Apart from the pictures, every entry should be reproduced exactly.
** Opening EXTRACTED RECORDS block **
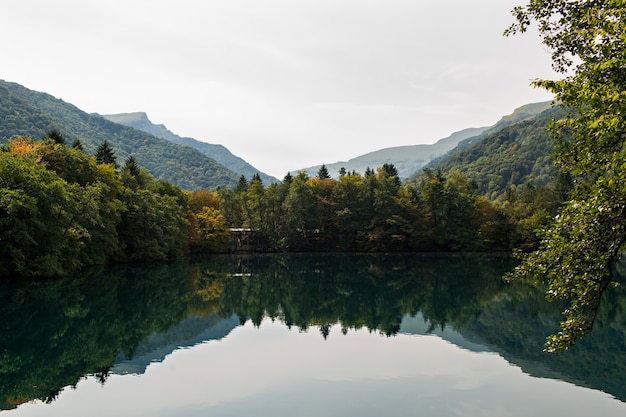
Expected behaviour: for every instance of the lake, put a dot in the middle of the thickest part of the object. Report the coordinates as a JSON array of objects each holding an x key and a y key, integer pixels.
[{"x": 303, "y": 335}]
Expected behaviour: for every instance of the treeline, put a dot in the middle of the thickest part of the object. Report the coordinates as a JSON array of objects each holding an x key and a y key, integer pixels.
[
  {"x": 62, "y": 209},
  {"x": 374, "y": 212}
]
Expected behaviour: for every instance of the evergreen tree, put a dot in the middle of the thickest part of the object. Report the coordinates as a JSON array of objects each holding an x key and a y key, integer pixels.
[
  {"x": 77, "y": 144},
  {"x": 105, "y": 154},
  {"x": 55, "y": 136},
  {"x": 588, "y": 47},
  {"x": 322, "y": 173}
]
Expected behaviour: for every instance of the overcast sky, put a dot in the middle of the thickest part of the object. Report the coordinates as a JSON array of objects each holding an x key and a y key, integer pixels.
[{"x": 284, "y": 84}]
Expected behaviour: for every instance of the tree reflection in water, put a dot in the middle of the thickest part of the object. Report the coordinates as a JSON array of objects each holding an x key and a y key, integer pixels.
[{"x": 55, "y": 332}]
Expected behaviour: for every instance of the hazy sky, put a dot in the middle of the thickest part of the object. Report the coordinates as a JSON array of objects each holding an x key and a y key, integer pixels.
[{"x": 284, "y": 84}]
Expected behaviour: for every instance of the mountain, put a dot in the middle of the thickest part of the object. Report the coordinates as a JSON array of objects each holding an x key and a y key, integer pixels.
[
  {"x": 220, "y": 153},
  {"x": 406, "y": 159},
  {"x": 409, "y": 160},
  {"x": 520, "y": 114},
  {"x": 24, "y": 112},
  {"x": 515, "y": 155}
]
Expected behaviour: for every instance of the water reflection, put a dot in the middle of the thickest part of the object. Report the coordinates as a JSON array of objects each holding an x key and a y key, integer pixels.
[{"x": 119, "y": 321}]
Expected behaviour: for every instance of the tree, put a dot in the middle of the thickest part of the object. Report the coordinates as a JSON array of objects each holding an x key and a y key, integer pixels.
[
  {"x": 55, "y": 136},
  {"x": 105, "y": 154},
  {"x": 322, "y": 173},
  {"x": 574, "y": 259}
]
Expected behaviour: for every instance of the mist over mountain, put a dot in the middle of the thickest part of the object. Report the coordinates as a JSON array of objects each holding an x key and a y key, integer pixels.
[
  {"x": 409, "y": 160},
  {"x": 25, "y": 112},
  {"x": 140, "y": 121}
]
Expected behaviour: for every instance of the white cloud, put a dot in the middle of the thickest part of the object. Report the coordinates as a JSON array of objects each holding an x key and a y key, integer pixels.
[{"x": 313, "y": 81}]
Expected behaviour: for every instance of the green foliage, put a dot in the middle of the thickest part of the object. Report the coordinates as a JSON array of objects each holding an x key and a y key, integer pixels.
[
  {"x": 59, "y": 211},
  {"x": 28, "y": 113},
  {"x": 322, "y": 173},
  {"x": 588, "y": 46},
  {"x": 516, "y": 155},
  {"x": 105, "y": 154}
]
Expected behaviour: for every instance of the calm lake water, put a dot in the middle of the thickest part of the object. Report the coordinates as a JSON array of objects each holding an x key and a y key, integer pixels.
[{"x": 308, "y": 335}]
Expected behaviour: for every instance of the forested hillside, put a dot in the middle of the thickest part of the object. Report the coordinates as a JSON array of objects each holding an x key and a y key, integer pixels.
[
  {"x": 24, "y": 112},
  {"x": 220, "y": 153},
  {"x": 409, "y": 160},
  {"x": 517, "y": 155}
]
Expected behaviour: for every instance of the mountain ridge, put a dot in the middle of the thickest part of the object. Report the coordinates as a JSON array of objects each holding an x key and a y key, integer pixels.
[
  {"x": 409, "y": 159},
  {"x": 25, "y": 112},
  {"x": 140, "y": 121}
]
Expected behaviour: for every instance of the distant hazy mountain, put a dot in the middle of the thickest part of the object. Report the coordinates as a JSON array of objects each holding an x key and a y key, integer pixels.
[
  {"x": 406, "y": 159},
  {"x": 221, "y": 154},
  {"x": 24, "y": 112},
  {"x": 411, "y": 159},
  {"x": 517, "y": 154}
]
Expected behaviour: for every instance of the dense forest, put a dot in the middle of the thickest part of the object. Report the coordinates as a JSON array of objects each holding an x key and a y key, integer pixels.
[{"x": 62, "y": 209}]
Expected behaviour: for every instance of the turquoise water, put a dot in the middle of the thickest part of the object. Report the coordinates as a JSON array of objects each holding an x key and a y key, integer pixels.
[{"x": 324, "y": 335}]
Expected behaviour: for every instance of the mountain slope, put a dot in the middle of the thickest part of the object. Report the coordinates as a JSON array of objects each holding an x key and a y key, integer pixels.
[
  {"x": 409, "y": 160},
  {"x": 406, "y": 159},
  {"x": 520, "y": 114},
  {"x": 220, "y": 153},
  {"x": 516, "y": 155},
  {"x": 29, "y": 113}
]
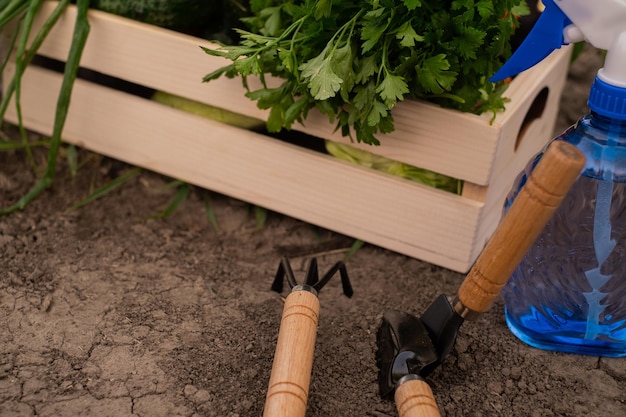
** Closing EXTRACTED RECORDS block **
*OUTPUT BELOW*:
Expected behaviour: for every instance of the lake, put a dot in the middle of the thickest part of the object. Report the coordinates as a JSON array of objects each holding an x key and a y key, integer pixels.
[{"x": 303, "y": 335}]
Expected behaviour: for every instance of the treeline, put a dot in the middle of the thickest part of the object. Report the coordinates as a JSON array of objects each holding an x key and a y key, integer pixels.
[
  {"x": 62, "y": 209},
  {"x": 374, "y": 212}
]
Expected behaviour: for every instance of the evergreen tree, put a dot in the middle of the thickest part of the object. Report the coordinates as a JSON array of objects each holding an x key and a y key, integer pixels.
[
  {"x": 77, "y": 144},
  {"x": 105, "y": 154},
  {"x": 55, "y": 136},
  {"x": 588, "y": 47},
  {"x": 322, "y": 173}
]
Expected behaviour: for every instance of the overcast sky, put a dot in the middle of the thickest part of the object. Report the coordinates as a JSON array of objects each holding an x key and a y key, integer pixels.
[{"x": 284, "y": 84}]
Expected behaviour: for every instance of the tree reflection in water, put a dot in the middle of the thickest part of the object. Report the coordinates as a JSON array of objects each holding an x key and a y key, integer pixels.
[{"x": 55, "y": 332}]
Expected behaviour: for every instance of the hazy sky, put a dot in the middle of the thickest part of the object. Report the coordinates as a JSON array of objects each holding an x key and a y key, integer pixels.
[{"x": 284, "y": 84}]
Expected behaviour: for every instance of the mountain, put a dot in the middle of the thickest part of the object. Report the coordinates as a JSON array of objects each holding an x key and a y key, integer pixels.
[
  {"x": 220, "y": 153},
  {"x": 406, "y": 159},
  {"x": 409, "y": 160},
  {"x": 520, "y": 114},
  {"x": 24, "y": 112},
  {"x": 515, "y": 155}
]
Expected behaviour: for every instance of the water reflection, put a dot in the middle of the thickest part of the object. Report the coordinates as a JSON array of objects each holding an x key and a y key, integer pixels.
[{"x": 119, "y": 321}]
Expected behaviour: for every instance of the tree, put a dot in the middle of the thickest part of the object. Report the coordinates as a JSON array of objects each holding an x key and a y key, integer pixels.
[
  {"x": 55, "y": 136},
  {"x": 105, "y": 154},
  {"x": 322, "y": 173},
  {"x": 574, "y": 259}
]
Expected behaviour: for every instance of the mist over mountain, put a dot in the middle of the thickest part of the object. Report the coordinates as a JSON array of objects each holding an x key and a y key, integer pixels.
[
  {"x": 409, "y": 160},
  {"x": 25, "y": 112},
  {"x": 140, "y": 121}
]
Expected behaviour: for every instance of the white cloud, put a dot in the middle of the thickest part of the object. Report the coordinates as a JSON array of objects each holding an x key and a y key, integer pixels.
[{"x": 313, "y": 81}]
Expected behaviour: for every instance of the green foliage, put a dot in the middle of the thickest part of the object. Report the coordinates as a JSON array of objects each holding an x key and a y key, integer pixels.
[
  {"x": 59, "y": 211},
  {"x": 28, "y": 113},
  {"x": 322, "y": 173},
  {"x": 588, "y": 46},
  {"x": 516, "y": 155},
  {"x": 105, "y": 154}
]
Expected behaviour: for every instance of the calm lake water, put a dot in the middle of the thickest part of the object. Report the coordinates as a JSON array of objects each holding an x key and a y key, integer pixels.
[{"x": 308, "y": 335}]
Expected behaviour: for every instance of the forested hillside, put a dot in the middle of the thickest part of the object. Report the coordinates as a JSON array of objects each holding an x key and a y key, integer pixels.
[
  {"x": 24, "y": 112},
  {"x": 220, "y": 153},
  {"x": 409, "y": 160},
  {"x": 517, "y": 155}
]
Expected behaviour: for every instance of the mountain ridge, put a dot in the middle of the thickest part of the object. Report the coordinates as a JSON array of objects each holding an x key and a y key, integer pixels.
[
  {"x": 409, "y": 159},
  {"x": 25, "y": 112},
  {"x": 140, "y": 121}
]
Expected behaviour: for every instance of the distant hazy mountain, put a dot in the middle of the thickest part of the object. Report the coordinates as a JSON array of objects each holding an x key and a y key, integer pixels.
[
  {"x": 406, "y": 159},
  {"x": 221, "y": 154},
  {"x": 24, "y": 112},
  {"x": 411, "y": 159},
  {"x": 517, "y": 154}
]
Expected behaviour: for every instance of the dense forest, put a dot in the middle of the thickest part of the object. Report the coordinates as a JSON array of objects each holding an x key and a y key, integer pixels.
[{"x": 62, "y": 209}]
Expected behaviour: for every instance of the turquoise water, put a dot in the middle of the thickest part of the object. Report the coordinates as a JSON array of objects each holding an x key and a y key, integer pixels.
[{"x": 324, "y": 335}]
Expected behaviour: for every instance of the mountain slope, put a dot in the middle of the thickest part of the object. Report the coordinates as a JSON array of objects each holding an x key and a y key, integer pixels.
[
  {"x": 409, "y": 160},
  {"x": 406, "y": 159},
  {"x": 520, "y": 114},
  {"x": 220, "y": 153},
  {"x": 516, "y": 155},
  {"x": 29, "y": 113}
]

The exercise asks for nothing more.